== Source document ==
-- Begin --
What my eyes see, won't change what my heart feels....this is why it is important to know my worth....I am a daughter of God. {you are too!}

Um Ya...that's me...It's hard looking in the mirror, I don't see what I want to see. see this...Love this...
 I had to take a moment to laugh at myself. I seriously can't take a decent selfie!  {I think it takes more practice than I am willing to sacrifice.} I'd rather laugh then keep taking pictures. 

I talked to my Doctor about my headaches too. He told me migraines,  can be caused by hormones too. 

***
So....basically I am a hormonal wreck...overstimulated....and this is coming out of my pores and my brain is shutting down.... making it necessary for me to lay down and do absolutely nothing....Ain't that great!!  

Well now, I know I might be confusing you. I said  somedays I would like to just stay in bed all day....well, this is NOT the way to stay in bed...not with a migraine in which light or sound is crushing you....
I meant in bed eating ice cream, watching all the chick flicks you want, and paging through your favorite magazines and cutting out the things you like. That's the kind of stay in bed all day I like.
***

Most of the time I am trying to create fun....this is my fun...helping Gigi with her list of  having a "Not a Bummer Summer".  We are making paintings. 

Mine turned into a collage. I grabbed a bunch of random stuff I've been saving...
I made this little shield/crest...of our family...a while ago...before  Little Em...



I had a good cry while making this. Of course...one of joy for all that I have, and all that I wish for...and what I am trying to build and be. 
 
This sheet music is the song My Mister and I danced to on our wedding day... 

Trying to remember the words I wrote when I finished it.
"even as the edges tear, we keep them with us,
to remember always... what we have gone through.
And know that rough edges are rounded over time. 
Confetti sprinkled memories and wishing for more...me and My Mister...

 I actually wrote something down,
 a poem of sorts, 
which felt like a love song, 
and...I loved it  so much...
I actually................emailed it to Mindy Gledhill. 

Then on accident I erased what I had written and can't remember all the words and now only she has them.  Well, if she likes them, they will be put to good use. {:)}for future reference,  I need to remember to put pencil to paper. 

Here is Gigi's work....
this happened over a span of a week. She did feathers in pastels and abstract art in acrylic and then used Mod Podge to put them together.

For another art piece she used old sheet music with Mod Podge and then painted stripes and dandelions.
-- End --
== Jobs ==
• a. Please answer these questions from the blog post above:
(i) According to the doctor, what can cause migraines?
(ii) What song is on the sheet music in the writer's collage?
(iii) What did Gigi use to put together her feather and abstract pieces?
• b. Carry the blog post above onward from its final sentence.

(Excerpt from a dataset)
-- Begin --
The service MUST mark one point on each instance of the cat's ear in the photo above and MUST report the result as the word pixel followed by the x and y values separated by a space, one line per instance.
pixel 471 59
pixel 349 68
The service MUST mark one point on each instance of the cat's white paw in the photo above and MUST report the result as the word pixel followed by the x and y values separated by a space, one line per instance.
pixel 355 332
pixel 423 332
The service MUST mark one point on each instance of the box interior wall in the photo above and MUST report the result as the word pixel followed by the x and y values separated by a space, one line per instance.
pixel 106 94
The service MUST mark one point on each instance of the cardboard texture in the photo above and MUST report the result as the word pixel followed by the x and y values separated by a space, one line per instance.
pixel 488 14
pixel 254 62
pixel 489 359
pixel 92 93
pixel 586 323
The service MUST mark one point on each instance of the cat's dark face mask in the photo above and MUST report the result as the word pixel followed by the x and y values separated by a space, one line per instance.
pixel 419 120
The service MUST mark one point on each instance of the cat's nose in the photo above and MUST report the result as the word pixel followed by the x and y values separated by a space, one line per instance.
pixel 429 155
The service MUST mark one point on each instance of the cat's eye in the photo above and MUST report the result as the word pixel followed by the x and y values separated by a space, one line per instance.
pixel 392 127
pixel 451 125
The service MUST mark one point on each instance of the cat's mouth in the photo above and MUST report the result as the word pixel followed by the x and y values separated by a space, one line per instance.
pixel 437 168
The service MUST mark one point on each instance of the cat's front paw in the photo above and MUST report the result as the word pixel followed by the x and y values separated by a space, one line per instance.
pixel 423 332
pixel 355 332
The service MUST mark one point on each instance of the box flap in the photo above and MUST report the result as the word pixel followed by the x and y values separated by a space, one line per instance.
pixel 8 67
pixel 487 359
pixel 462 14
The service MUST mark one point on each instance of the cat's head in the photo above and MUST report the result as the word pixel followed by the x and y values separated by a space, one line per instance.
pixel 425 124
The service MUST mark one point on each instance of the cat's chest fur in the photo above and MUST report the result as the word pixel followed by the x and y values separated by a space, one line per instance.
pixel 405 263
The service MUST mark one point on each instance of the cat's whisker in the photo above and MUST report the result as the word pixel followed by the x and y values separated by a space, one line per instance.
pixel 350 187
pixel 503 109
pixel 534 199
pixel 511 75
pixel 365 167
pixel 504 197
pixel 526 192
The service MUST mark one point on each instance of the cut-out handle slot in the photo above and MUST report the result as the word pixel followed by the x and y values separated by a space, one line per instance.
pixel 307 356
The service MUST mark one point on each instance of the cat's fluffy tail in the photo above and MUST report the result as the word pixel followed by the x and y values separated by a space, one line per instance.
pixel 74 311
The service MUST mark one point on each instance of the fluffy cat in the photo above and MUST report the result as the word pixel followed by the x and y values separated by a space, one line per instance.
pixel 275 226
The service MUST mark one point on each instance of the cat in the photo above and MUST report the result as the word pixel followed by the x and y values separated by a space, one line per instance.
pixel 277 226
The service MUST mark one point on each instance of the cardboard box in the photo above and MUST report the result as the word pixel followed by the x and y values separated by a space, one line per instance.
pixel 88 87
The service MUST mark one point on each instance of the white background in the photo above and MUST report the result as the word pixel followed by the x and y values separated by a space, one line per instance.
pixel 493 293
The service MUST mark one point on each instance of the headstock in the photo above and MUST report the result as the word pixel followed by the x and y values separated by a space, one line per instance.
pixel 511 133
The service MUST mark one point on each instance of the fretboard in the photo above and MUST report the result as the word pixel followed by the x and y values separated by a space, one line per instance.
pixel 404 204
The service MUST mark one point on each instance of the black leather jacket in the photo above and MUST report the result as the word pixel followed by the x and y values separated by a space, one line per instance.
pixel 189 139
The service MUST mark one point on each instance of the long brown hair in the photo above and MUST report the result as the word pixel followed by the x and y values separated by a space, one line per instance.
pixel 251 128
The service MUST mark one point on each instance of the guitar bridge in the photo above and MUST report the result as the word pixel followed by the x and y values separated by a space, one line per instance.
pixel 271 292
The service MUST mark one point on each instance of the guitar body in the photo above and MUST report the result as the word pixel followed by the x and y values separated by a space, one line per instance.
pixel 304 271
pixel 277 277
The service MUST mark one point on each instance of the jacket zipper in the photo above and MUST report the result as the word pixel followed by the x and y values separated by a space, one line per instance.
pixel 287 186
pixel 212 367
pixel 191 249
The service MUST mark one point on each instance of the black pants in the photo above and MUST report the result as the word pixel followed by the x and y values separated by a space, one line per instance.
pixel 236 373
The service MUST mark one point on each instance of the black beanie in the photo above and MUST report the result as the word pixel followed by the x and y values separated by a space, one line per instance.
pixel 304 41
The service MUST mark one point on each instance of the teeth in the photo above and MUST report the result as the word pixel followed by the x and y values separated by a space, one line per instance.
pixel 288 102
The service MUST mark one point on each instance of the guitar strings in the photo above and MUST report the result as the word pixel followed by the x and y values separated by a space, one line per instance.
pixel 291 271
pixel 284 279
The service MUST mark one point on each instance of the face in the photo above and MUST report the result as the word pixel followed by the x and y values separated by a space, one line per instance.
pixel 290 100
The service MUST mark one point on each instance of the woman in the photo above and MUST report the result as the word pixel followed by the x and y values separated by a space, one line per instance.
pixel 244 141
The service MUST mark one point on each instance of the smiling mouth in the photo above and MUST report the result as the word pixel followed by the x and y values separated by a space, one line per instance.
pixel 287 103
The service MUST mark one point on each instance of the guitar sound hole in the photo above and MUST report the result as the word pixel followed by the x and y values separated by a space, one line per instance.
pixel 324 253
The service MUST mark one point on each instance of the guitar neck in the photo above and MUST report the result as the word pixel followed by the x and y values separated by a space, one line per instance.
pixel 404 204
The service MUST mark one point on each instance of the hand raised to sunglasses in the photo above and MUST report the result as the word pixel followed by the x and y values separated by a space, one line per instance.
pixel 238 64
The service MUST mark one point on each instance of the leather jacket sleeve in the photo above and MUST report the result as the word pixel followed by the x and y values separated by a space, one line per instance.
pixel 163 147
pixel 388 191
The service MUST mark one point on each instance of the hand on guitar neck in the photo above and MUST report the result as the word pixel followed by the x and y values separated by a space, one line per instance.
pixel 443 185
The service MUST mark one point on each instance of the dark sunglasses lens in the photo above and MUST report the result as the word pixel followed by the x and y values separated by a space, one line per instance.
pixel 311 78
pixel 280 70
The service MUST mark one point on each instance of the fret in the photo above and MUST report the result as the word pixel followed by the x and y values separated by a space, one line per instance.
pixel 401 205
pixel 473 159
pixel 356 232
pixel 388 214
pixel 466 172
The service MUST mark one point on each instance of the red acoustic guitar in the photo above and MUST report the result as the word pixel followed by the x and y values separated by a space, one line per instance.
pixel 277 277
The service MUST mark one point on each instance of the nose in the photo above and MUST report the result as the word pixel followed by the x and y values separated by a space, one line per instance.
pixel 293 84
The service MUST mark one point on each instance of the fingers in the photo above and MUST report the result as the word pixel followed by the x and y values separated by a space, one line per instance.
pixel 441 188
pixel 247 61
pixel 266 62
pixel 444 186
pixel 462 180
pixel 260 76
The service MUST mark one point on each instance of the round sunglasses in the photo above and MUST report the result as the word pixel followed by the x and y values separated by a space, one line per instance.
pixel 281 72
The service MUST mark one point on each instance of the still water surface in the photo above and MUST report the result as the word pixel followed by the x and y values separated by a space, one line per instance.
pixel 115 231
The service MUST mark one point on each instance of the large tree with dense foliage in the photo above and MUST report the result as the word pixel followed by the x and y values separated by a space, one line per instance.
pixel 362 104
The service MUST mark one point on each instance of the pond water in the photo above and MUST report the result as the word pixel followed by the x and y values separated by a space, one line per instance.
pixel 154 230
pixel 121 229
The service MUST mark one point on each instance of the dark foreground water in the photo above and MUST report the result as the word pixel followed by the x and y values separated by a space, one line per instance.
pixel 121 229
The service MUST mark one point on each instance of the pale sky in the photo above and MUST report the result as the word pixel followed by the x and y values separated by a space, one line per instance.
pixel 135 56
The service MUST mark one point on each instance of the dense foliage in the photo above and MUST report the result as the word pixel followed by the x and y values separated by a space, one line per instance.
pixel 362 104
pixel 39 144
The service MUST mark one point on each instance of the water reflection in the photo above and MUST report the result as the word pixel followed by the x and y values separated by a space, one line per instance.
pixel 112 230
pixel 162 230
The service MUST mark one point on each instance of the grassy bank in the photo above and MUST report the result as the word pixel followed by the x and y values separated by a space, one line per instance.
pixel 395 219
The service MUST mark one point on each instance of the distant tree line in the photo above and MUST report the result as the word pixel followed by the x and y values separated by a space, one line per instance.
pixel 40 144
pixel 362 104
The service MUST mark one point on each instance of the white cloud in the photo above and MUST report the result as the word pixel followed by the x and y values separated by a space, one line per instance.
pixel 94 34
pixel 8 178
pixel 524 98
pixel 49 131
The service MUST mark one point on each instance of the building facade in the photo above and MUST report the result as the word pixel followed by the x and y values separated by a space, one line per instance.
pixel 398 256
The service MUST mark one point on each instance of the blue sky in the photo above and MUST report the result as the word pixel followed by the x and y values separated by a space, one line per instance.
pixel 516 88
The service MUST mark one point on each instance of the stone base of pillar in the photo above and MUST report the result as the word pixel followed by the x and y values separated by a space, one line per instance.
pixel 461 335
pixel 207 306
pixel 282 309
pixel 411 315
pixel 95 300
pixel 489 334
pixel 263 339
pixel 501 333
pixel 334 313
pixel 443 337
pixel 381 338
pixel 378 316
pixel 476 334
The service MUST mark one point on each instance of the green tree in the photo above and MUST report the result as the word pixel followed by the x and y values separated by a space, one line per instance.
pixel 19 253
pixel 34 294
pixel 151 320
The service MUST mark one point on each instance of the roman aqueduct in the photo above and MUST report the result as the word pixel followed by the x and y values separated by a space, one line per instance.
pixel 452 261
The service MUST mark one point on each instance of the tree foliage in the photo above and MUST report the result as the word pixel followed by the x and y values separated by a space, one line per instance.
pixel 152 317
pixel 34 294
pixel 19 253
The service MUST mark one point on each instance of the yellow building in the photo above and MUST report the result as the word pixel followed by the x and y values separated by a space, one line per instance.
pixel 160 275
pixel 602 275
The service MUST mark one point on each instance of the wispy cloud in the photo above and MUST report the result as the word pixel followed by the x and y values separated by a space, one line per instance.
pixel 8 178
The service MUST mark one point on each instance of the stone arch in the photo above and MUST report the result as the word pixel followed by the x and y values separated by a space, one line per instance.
-- End --
== Outputs for the tasks ==
• a.
(i) Hormones.
(ii) The song the writer and My Mister danced to on their wedding day.
(iii) Mod Podge.

• b.
She wrote a little poem that she wants to put on the stripes...but I ran out of printer ink and so, she didn't get to complete it ...but she will.

Here she is giving herself points for making a  painting... We still have to do a science project....but I think I'll have My Mister do that.


 
I've been taking My Little Man swimming and sharing on Facebook because that's where the grandparents keep up while serving there missions...it's not easy to call and share. They can see on their free time and respond when they can.  I'll have a separate post for My Little Man's swimming experience. I am so inspired by him. Overcoming fear is a major part of life and he is conquering a big one with knuckle punches!! HI YAAA



I took Gigi  to Old Navy  to buy school uniforms. Ugh. She's not happy. She likes her little style. I feel her pain. I hate looking like everybody else and do my best to carve out a little nonsense of my own from time to time. Trying to stay youthful and happy, which is hard when it comes to clothes...
I am not getting any younger and I don't want to appear to be a teenager again...but I also don't want to be frumpy. What is the word to describe in the middle....well, that's what I'm trying to do.

I saw a baseball shirt I really wanted that says "love" in French. I have never been into this store...Forever 21, but to get to Old Navy from the parking lot you enter into Forever 21 and then go into the mall and next door is Old Navy.
When I saw the little baseball shirt that said...Amour....and I was smitten....
I LOVE WORDS AND I LOVE CLOTHES THAT SPEAK...
Especially words like love. I told my Mister about it and well, yep...a   Ta Da here it is!

Score...wondering if this will go with a skirt I just ordered?

OK, so on to some silliness since we are talking clothes now.  A little thing I do that is just for me...Just a little glimpse....for you to see...

My Mister and I love The Office. There is a scene where Kelly is trying to get Pam to do a fashion show at lunch. "Fashion show... Fashion show...fashion show at lunch..." If your a fan, you'll know.

 Well, I love giving My Mister a fashion show after everyone is asleep cause that's the only 'me' time to play. This is the most modest fashion show, so just cause it's late at night and in my room... and for My Mister...No crazy thoughts now...
 
I put all my little outfits together and show him and then let him tell me what he thinks. I like a value system. " ...on a scale from 1to5 what do you think".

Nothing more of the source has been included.